Input rows.
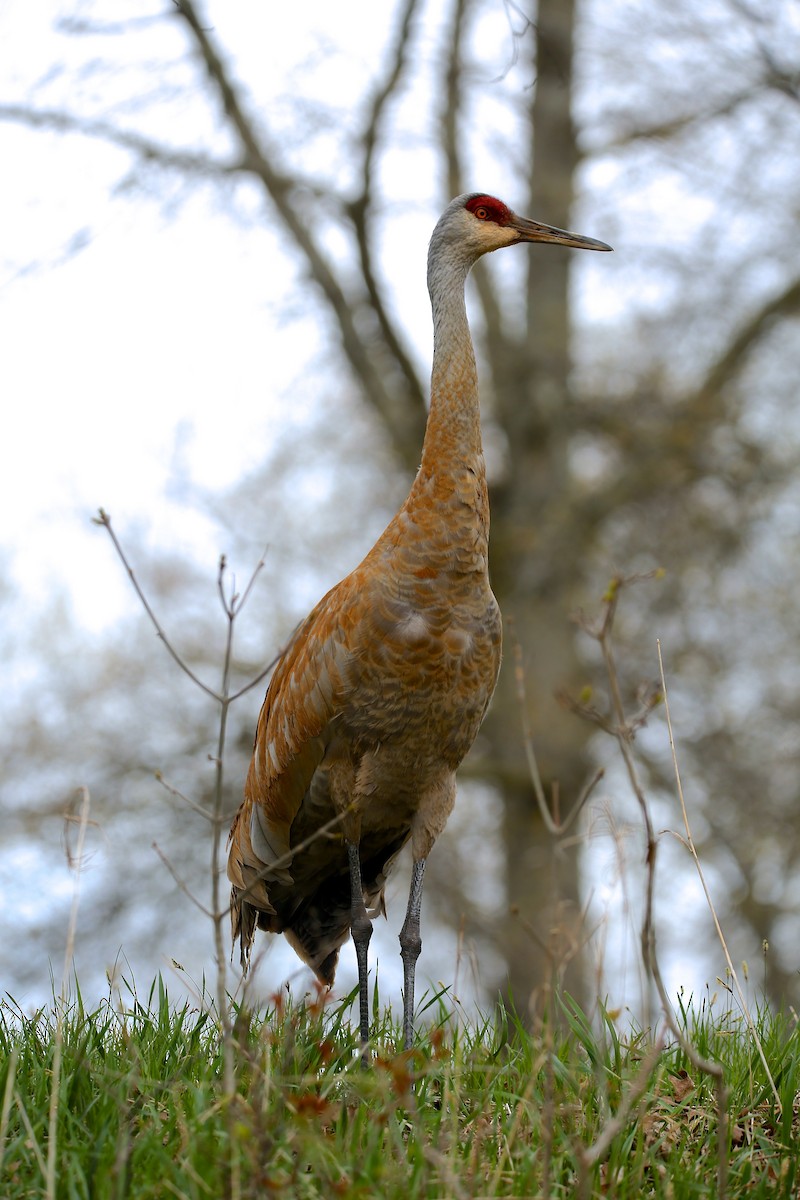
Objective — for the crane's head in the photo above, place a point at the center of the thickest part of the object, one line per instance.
(476, 223)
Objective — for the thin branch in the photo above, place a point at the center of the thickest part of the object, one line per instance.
(180, 796)
(282, 191)
(360, 208)
(58, 1043)
(689, 841)
(678, 123)
(624, 737)
(558, 826)
(104, 520)
(170, 157)
(786, 304)
(594, 1153)
(181, 883)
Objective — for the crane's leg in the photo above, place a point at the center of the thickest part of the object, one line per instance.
(361, 931)
(410, 947)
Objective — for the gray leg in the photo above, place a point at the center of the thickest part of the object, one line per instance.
(361, 930)
(410, 947)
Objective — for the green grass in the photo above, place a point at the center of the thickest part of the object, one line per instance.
(475, 1110)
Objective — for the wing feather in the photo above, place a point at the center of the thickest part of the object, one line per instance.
(292, 738)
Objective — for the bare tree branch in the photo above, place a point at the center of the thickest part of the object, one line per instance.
(360, 208)
(282, 192)
(727, 366)
(170, 157)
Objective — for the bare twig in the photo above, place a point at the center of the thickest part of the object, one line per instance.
(180, 796)
(554, 825)
(360, 208)
(58, 1042)
(624, 735)
(633, 1093)
(689, 841)
(104, 520)
(181, 883)
(283, 191)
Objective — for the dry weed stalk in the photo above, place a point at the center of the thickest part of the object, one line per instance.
(623, 726)
(689, 843)
(220, 911)
(76, 863)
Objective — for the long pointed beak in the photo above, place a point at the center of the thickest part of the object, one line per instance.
(531, 231)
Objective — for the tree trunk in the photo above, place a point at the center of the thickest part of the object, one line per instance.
(534, 571)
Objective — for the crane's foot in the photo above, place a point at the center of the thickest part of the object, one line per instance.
(410, 946)
(361, 931)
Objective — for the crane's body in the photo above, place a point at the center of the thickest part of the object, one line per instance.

Problem details.
Reproduce all of the records above word for word, but leave the pictures out.

Written answer.
Objective — for the crane's head in the photo above, place a point at the center of the thickest part of the object, one line per instance.
(476, 223)
Objective — for the thin branch in the photo above, place a point at the center of the thickest part of the object, one line per instance.
(180, 796)
(282, 191)
(360, 208)
(58, 1043)
(689, 841)
(678, 123)
(624, 737)
(558, 826)
(104, 520)
(170, 157)
(786, 304)
(594, 1153)
(181, 883)
Objective — for the crane's leg in the photo above, place a point at the center of the thickest part of the object, one line per instance.
(361, 931)
(410, 947)
Objective — for the gray leg in the photo above, place a point at the center of the thickest part of the object, one line per instance.
(361, 930)
(410, 947)
Objective — for the green grass in the photo above, place a point at the center of the thickest part of the object, one line per instance.
(475, 1110)
Objective — for the wing feather in the photo above, place a point at the center of the thickest part of the object, one line per instance.
(292, 738)
Objective — for the bare tree branch in the photo above, place a point at the center of the thickest part of the object, one line per instance.
(360, 208)
(282, 192)
(727, 366)
(170, 157)
Objective — for the bare twig in the photo above, place a point at the center of the thickest part of the object, one line per instance.
(180, 796)
(554, 825)
(360, 208)
(58, 1042)
(624, 735)
(633, 1093)
(689, 841)
(104, 520)
(181, 883)
(283, 191)
Objective — for the dry weed stalk in the photo above, place a point at the center of the thickest part of the object, one line per instance.
(623, 726)
(689, 843)
(220, 911)
(76, 863)
Objective — for the long pointed beak in the photo above, place a point at the center of the thickest part of the object, one line per instance.
(531, 231)
Objective — for the tree trunk in the photo above, place a point at the center of the thickest part of the object, one line per instance.
(534, 571)
Objective — for the crane's foot in the photo above, place a point at the center of the thickest part of the object, one line per instance.
(410, 946)
(361, 931)
Objective — for the crane's body in the photo above, place a point at the center of the thickest part of the object, one line per instance.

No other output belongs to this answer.